> _ABOUT THIS EXERCISE_
Leaving the pictures aside, return all of the data below exactly.

(Stored entries)
■ ■ ■ ■
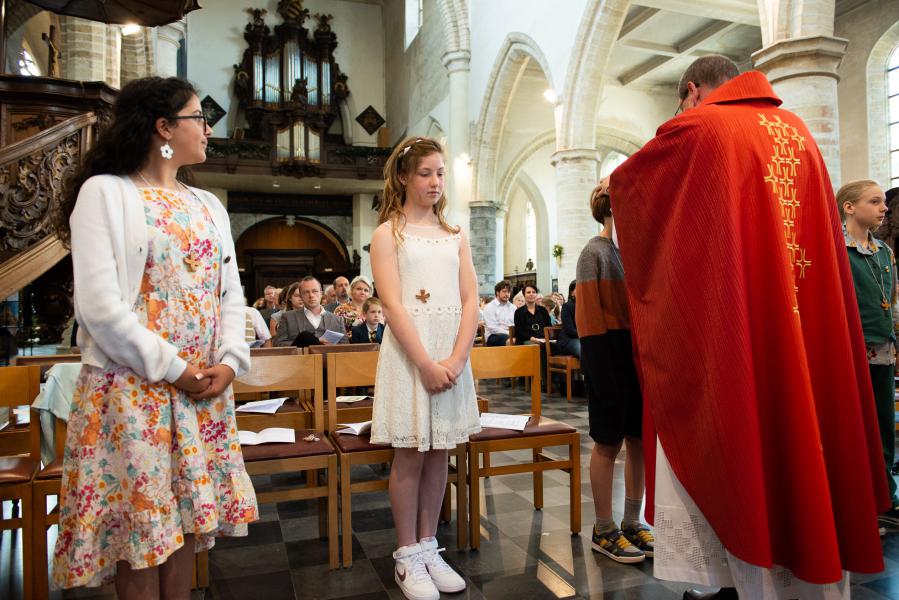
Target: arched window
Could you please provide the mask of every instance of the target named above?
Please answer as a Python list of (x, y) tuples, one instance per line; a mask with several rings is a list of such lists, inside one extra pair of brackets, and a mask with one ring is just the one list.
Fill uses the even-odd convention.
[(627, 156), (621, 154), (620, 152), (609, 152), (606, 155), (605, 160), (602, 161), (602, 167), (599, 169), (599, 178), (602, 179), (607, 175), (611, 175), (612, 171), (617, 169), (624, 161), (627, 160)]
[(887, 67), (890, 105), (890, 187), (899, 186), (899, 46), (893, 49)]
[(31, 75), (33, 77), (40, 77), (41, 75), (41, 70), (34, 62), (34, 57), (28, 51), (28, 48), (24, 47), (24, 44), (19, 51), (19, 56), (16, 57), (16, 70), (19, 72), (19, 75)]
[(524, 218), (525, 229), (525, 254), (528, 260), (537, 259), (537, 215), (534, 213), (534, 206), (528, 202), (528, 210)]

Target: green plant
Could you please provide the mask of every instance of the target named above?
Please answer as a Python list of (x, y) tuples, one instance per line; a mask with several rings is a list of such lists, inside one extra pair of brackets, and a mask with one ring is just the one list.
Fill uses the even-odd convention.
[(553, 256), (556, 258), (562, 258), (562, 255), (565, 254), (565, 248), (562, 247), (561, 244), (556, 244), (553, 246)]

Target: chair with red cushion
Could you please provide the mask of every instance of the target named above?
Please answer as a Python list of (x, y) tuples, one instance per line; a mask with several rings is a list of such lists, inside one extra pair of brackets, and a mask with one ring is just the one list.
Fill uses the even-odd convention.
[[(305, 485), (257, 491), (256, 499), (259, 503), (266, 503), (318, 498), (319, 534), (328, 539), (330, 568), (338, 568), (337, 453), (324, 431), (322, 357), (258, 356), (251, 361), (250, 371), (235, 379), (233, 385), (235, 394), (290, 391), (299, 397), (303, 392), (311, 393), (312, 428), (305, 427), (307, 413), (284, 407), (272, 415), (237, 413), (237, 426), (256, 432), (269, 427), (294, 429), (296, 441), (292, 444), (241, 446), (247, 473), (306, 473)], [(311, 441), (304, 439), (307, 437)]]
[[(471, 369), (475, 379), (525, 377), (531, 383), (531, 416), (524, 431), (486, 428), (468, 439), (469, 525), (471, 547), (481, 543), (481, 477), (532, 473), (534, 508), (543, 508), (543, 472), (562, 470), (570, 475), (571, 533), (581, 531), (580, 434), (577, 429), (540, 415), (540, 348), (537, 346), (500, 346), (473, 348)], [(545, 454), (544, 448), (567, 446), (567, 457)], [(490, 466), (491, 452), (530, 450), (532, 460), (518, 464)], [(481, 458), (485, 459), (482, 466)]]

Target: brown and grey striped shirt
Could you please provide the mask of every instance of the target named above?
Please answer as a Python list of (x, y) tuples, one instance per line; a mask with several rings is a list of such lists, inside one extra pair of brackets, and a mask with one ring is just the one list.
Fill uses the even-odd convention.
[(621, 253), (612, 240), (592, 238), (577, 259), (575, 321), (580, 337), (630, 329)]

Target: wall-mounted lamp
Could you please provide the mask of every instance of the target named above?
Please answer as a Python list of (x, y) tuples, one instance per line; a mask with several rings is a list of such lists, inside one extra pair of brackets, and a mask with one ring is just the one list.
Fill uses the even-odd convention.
■ ■ ■ ■
> _ANSWER BOX_
Target: arched window
Could you please provide the mask of every instance of the target named above?
Please answer as a Python list of (x, y) tuples, one instance per line; a mask with several rings is a list of such lists, inside one extra pair of brackets, and a mask with one ring is just the one list.
Fill uses the even-odd convention.
[(627, 156), (621, 154), (620, 152), (609, 152), (606, 155), (605, 160), (602, 161), (602, 167), (599, 169), (599, 178), (602, 179), (607, 175), (611, 175), (612, 171), (617, 169), (624, 161), (627, 160)]
[(887, 67), (890, 105), (890, 187), (899, 186), (899, 46), (893, 49)]
[(31, 75), (33, 77), (40, 77), (41, 75), (41, 70), (34, 62), (34, 57), (28, 51), (28, 48), (24, 47), (24, 44), (19, 51), (19, 56), (16, 57), (16, 70), (19, 72), (19, 75)]
[(524, 218), (525, 229), (525, 254), (528, 260), (537, 259), (537, 215), (534, 213), (534, 206), (528, 202), (528, 210)]

Target: green plant
Could you please provide the mask of every instance of the target named above?
Please answer as a Python list of (x, y) tuples, one instance per line; a mask with several rings is a list of such lists, inside one extra pair of brackets, and a mask with one ring is just the one list.
Fill uses the even-odd convention.
[(553, 256), (556, 258), (562, 258), (562, 255), (565, 254), (565, 248), (562, 247), (561, 244), (556, 244), (553, 246)]

Target: chair with red cushion
Could you please provide the mask of every instance of the target named above?
Please answer as a Python list of (x, y) tuples, one instance per line; a mask with several rings is a list of such lists, inside one extra pair of brackets, and a mask with one ring is just the one list.
Fill uses the even-odd convention.
[[(305, 485), (257, 491), (256, 499), (259, 503), (266, 503), (318, 498), (319, 534), (328, 539), (330, 568), (338, 568), (337, 453), (324, 431), (322, 357), (258, 356), (251, 361), (250, 371), (235, 379), (233, 385), (235, 394), (290, 391), (299, 397), (303, 392), (311, 393), (312, 428), (305, 427), (307, 413), (284, 407), (272, 415), (237, 413), (237, 426), (256, 432), (269, 427), (294, 429), (296, 441), (292, 444), (241, 446), (247, 473), (306, 473)], [(311, 441), (304, 439), (307, 437)]]
[[(471, 369), (475, 379), (525, 377), (531, 383), (531, 416), (524, 431), (486, 428), (468, 439), (469, 525), (471, 547), (481, 543), (481, 477), (532, 473), (534, 508), (543, 508), (543, 472), (562, 470), (570, 475), (571, 533), (581, 531), (580, 434), (577, 429), (540, 415), (540, 348), (537, 346), (500, 346), (473, 348)], [(545, 454), (544, 448), (567, 446), (567, 457)], [(490, 466), (491, 452), (530, 450), (532, 460), (518, 464)], [(481, 458), (485, 459), (482, 466)]]

Target: brown and grey striped shirt
Could you please provide the mask of every instance of the target named above?
Please answer as a Python list of (x, y) tuples, one instance per line; a mask with several rings is a list of such lists, inside one extra pair of brackets, and a mask with one ring is just the one list.
Fill uses the even-odd convention.
[(621, 253), (612, 240), (592, 238), (577, 259), (575, 321), (580, 337), (630, 329)]

Target: wall-mounted lamp
Could you please provide the mask of every instance of the target named above?
Please answer as a Python list of (x, y) tuples, one instance per line; a mask with several rings is a list of such lists, inside one extra pair of brackets, and a mask with one ring is just the one list.
Fill uses the even-odd convention.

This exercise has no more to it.